*DATASET*

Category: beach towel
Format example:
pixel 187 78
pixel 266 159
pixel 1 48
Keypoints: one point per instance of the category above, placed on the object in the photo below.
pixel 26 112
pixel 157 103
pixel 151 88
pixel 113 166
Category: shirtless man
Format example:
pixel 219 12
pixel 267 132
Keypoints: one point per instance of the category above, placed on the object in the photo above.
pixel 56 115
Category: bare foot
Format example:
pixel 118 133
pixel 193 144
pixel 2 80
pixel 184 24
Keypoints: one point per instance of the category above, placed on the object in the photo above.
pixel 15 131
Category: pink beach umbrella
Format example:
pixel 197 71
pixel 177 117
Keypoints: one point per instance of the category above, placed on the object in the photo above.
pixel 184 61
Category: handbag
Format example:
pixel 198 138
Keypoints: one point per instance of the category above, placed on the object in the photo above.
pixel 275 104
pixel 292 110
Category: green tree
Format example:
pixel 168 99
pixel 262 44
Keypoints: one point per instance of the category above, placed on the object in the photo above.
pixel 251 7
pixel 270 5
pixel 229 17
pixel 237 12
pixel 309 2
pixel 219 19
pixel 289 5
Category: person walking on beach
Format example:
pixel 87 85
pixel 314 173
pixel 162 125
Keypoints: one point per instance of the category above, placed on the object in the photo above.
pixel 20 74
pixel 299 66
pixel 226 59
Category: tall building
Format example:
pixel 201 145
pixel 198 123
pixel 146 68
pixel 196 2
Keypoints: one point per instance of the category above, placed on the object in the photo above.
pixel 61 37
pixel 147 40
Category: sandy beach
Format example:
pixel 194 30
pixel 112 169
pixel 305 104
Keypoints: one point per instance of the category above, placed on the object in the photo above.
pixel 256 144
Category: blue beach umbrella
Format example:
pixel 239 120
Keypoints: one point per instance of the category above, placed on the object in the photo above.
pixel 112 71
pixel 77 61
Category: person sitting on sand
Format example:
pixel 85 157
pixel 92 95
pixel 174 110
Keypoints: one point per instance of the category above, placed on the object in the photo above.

*WHAT THE EXERCISE ASKS*
In the entries above, restate word for word the lines between the one holding "pixel 196 2" and the one holding "Category: person sitting on sand", inclusive, and nothing besides.

*YOUR RESPONSE*
pixel 196 2
Keypoints: one point per instance of the category above, placed on the object in the photo above.
pixel 61 37
pixel 147 40
Category: sandy beach
Format example:
pixel 194 30
pixel 112 169
pixel 305 104
Keypoints: one point per instance of the category above, placed on the object in the photo above.
pixel 256 144
Category: blue beach umbrella
Format example:
pixel 239 120
Keypoints: one point per instance of the category above, placed on the object in the photo above.
pixel 112 71
pixel 77 61
Category: person sitting on sand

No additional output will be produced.